··· Records shown
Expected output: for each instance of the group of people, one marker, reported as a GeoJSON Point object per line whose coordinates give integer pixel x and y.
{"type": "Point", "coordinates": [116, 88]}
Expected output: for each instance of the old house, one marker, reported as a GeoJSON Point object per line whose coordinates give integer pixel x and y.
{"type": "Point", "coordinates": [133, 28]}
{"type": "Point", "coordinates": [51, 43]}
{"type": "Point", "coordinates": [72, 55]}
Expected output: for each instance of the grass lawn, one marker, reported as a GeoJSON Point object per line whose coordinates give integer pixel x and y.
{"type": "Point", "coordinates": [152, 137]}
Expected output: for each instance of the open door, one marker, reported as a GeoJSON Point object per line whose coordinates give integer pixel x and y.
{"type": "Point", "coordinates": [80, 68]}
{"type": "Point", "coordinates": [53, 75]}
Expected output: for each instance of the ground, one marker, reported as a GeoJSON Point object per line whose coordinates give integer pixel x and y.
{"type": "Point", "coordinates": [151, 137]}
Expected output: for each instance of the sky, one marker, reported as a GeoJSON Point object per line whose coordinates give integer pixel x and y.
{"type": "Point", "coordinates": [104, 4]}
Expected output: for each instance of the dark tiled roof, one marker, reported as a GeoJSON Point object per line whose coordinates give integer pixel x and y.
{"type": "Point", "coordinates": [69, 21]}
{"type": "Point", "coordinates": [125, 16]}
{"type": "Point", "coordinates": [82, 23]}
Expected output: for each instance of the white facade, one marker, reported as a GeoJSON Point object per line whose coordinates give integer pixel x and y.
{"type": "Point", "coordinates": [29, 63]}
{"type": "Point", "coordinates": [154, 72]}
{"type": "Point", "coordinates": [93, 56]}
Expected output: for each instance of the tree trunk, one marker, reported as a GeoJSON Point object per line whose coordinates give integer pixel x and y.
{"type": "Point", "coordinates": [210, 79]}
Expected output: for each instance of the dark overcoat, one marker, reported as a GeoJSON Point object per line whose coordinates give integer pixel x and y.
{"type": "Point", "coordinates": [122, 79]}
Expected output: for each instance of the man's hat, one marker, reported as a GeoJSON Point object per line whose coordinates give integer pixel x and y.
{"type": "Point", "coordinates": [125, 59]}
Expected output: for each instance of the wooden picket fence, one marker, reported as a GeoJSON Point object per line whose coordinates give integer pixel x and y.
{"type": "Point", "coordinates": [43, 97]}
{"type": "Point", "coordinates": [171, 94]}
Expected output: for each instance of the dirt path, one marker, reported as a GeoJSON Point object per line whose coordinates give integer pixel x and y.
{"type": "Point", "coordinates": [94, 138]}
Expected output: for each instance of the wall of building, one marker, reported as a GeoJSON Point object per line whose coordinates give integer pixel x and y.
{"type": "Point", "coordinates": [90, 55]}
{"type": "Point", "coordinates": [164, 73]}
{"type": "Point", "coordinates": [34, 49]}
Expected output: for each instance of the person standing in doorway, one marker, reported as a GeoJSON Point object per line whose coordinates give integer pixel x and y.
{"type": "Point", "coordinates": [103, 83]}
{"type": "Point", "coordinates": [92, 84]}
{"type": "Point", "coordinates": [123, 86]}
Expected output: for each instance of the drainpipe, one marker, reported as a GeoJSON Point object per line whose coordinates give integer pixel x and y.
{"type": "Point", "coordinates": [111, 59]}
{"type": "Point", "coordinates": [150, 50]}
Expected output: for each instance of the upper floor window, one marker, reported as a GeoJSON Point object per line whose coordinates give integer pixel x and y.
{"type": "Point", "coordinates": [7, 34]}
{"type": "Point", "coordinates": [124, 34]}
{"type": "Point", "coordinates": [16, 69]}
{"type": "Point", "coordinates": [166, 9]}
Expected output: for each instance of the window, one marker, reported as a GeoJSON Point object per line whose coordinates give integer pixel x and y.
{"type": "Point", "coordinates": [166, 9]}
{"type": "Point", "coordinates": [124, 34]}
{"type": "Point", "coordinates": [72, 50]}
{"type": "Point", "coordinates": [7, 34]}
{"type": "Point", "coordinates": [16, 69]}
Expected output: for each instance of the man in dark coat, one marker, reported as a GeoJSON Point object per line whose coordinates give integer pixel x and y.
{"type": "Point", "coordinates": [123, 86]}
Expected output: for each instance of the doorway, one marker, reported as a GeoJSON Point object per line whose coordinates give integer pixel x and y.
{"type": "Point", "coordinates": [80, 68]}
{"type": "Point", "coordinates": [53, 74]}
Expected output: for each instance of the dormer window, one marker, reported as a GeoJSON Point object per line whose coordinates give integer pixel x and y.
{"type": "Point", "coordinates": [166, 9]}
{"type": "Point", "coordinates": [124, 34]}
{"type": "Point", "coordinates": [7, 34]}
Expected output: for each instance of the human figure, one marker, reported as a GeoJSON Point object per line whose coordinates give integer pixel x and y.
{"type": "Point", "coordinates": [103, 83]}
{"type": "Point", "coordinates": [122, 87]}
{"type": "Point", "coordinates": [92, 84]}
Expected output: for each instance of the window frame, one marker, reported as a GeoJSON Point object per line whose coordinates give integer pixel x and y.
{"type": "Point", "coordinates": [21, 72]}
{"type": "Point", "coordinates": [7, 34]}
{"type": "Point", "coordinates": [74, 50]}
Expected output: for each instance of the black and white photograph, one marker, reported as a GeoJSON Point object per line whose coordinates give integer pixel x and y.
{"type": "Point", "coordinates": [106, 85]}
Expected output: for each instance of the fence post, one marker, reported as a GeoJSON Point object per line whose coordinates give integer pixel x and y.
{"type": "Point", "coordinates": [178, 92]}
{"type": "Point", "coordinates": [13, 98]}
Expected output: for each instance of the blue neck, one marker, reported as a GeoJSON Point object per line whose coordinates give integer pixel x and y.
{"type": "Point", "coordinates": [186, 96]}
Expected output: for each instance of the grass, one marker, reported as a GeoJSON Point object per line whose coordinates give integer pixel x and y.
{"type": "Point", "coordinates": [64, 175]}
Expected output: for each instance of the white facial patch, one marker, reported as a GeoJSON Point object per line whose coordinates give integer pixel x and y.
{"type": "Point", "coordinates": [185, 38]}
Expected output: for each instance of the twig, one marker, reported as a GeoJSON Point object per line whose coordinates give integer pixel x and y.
······
Your goal.
Exactly as written, restate every record in the listing.

Completed task.
Expected output: for each instance of the group of people, one marker, reported as a GeoJSON Point object per line whose coordinates give integer pixel x and y.
{"type": "Point", "coordinates": [116, 88]}
Expected output: for each instance of the old house, one marker, reported as a GeoJSON Point object per line whose coordinates give integer pixel x and y.
{"type": "Point", "coordinates": [133, 28]}
{"type": "Point", "coordinates": [51, 43]}
{"type": "Point", "coordinates": [72, 55]}
Expected output: for each instance of the grass lawn, one marker, reported as a GeoJSON Point object per line whose coordinates give integer pixel x and y.
{"type": "Point", "coordinates": [152, 137]}
Expected output: for each instance of the open door, one marker, reported as a GeoJSON Point object per line whose coordinates give integer pixel x and y.
{"type": "Point", "coordinates": [80, 68]}
{"type": "Point", "coordinates": [53, 75]}
Expected output: for each instance of the ground, one marker, reported as a GeoJSON Point object per line whose coordinates give integer pixel x and y.
{"type": "Point", "coordinates": [151, 137]}
Expected output: for each instance of the sky, one marker, reported as a GeoJSON Point object per line whose coordinates give integer pixel x and y.
{"type": "Point", "coordinates": [104, 4]}
Expected output: for each instance of the dark tiled roof, one marker, reported as a GeoJSON Point object per line whose coordinates give integer pixel x and y.
{"type": "Point", "coordinates": [69, 21]}
{"type": "Point", "coordinates": [125, 16]}
{"type": "Point", "coordinates": [82, 23]}
Expected output: for each instance of the white facade, one marker, reported as a GeoJSON Point object per line whose coordinates give integer pixel x and y.
{"type": "Point", "coordinates": [29, 63]}
{"type": "Point", "coordinates": [154, 72]}
{"type": "Point", "coordinates": [93, 56]}
Expected output: for each instance of the tree trunk, one marker, reported as a GeoJSON Point object per line whose coordinates give integer pixel x and y.
{"type": "Point", "coordinates": [210, 79]}
Expected output: for each instance of the dark overcoat, one marker, reported as a GeoJSON Point object per line whose coordinates give integer pixel x and y.
{"type": "Point", "coordinates": [122, 79]}
Expected output: for each instance of the man's hat, one marker, reported as a GeoJSON Point object per line whose coordinates give integer pixel x and y.
{"type": "Point", "coordinates": [125, 59]}
Expected output: for each instance of the wooden picket fence, one marker, reported as a GeoJSON Point object per line whose coordinates give integer pixel x and y.
{"type": "Point", "coordinates": [43, 97]}
{"type": "Point", "coordinates": [171, 94]}
Expected output: for each instance of the dirt path, one marker, reported as a GeoJSON Point object per line whose coordinates give integer pixel x and y.
{"type": "Point", "coordinates": [94, 138]}
Expected output: for each instance of the wall of building, one marker, reported as a GeoJSON Point object per line whose coordinates give integer pixel x and y.
{"type": "Point", "coordinates": [90, 55]}
{"type": "Point", "coordinates": [164, 73]}
{"type": "Point", "coordinates": [34, 49]}
Expected output: for each instance of the person standing in doorway, one marker, reported as a GeoJSON Point object per line whose coordinates give integer pixel x and y.
{"type": "Point", "coordinates": [103, 83]}
{"type": "Point", "coordinates": [92, 84]}
{"type": "Point", "coordinates": [123, 86]}
Expected output: for each instance of the drainpipe, one marker, reported as a GeoJSON Point object per line whose coordinates give integer pixel x and y.
{"type": "Point", "coordinates": [111, 59]}
{"type": "Point", "coordinates": [150, 50]}
Expected output: for each instance of the upper floor window, one marker, reported as a GeoJSON Point object per line whose coordinates give integer pixel x and y.
{"type": "Point", "coordinates": [7, 34]}
{"type": "Point", "coordinates": [124, 34]}
{"type": "Point", "coordinates": [16, 69]}
{"type": "Point", "coordinates": [166, 9]}
Expected output: for each instance of the window, one marker, reported as a GeoJSON Point object per line whose coordinates give integer pixel x and y.
{"type": "Point", "coordinates": [166, 9]}
{"type": "Point", "coordinates": [124, 34]}
{"type": "Point", "coordinates": [72, 50]}
{"type": "Point", "coordinates": [7, 34]}
{"type": "Point", "coordinates": [16, 69]}
Expected output: for each instance of the man in dark coat, one marker, reported as a GeoJSON Point object per line whose coordinates give integer pixel x and y.
{"type": "Point", "coordinates": [123, 86]}
Expected output: for each instance of the doorway, one marker, reported as a GeoJSON Point object per line whose coordinates give integer pixel x and y.
{"type": "Point", "coordinates": [80, 68]}
{"type": "Point", "coordinates": [53, 74]}
Expected output: for each instance of the dormer window, one marker, reported as a GeoJSON Point object per line whose coordinates give integer pixel x and y.
{"type": "Point", "coordinates": [166, 9]}
{"type": "Point", "coordinates": [124, 34]}
{"type": "Point", "coordinates": [7, 34]}
Expected output: for each instance of the human figure, one marker, reported as a GeoJSON Point object per line whose coordinates give integer pixel x and y.
{"type": "Point", "coordinates": [103, 83]}
{"type": "Point", "coordinates": [122, 87]}
{"type": "Point", "coordinates": [92, 84]}
Expected output: for each instance of the window frame, one marker, reported as a GeoJSON Point object per line whose coordinates give integer pixel x and y.
{"type": "Point", "coordinates": [21, 72]}
{"type": "Point", "coordinates": [7, 34]}
{"type": "Point", "coordinates": [74, 50]}
Expected output: for each instance of the black and white photograph, one marker, reported as a GeoJSON Point object per line whose coordinates give integer pixel x and y.
{"type": "Point", "coordinates": [106, 85]}
Expected output: for each instance of the fence post, one marker, reported as a GeoJSON Point object per line whose coordinates give integer pixel x and y.
{"type": "Point", "coordinates": [178, 92]}
{"type": "Point", "coordinates": [13, 98]}
Expected output: for each instance of the blue neck, one marker, reported as a GeoJSON Point object per line whose coordinates give integer pixel x and y.
{"type": "Point", "coordinates": [186, 96]}
Expected output: for each instance of the grass, one marker, reported as a GeoJSON Point object per line whose coordinates give integer pixel x and y.
{"type": "Point", "coordinates": [64, 175]}
Expected output: for each instance of the white facial patch, one marker, reported as a GeoJSON Point object per line whose coordinates give integer pixel x and y.
{"type": "Point", "coordinates": [185, 38]}
Expected output: for each instance of the twig, one marker, reported as a GeoJSON Point object per line whose coordinates give integer pixel x and y.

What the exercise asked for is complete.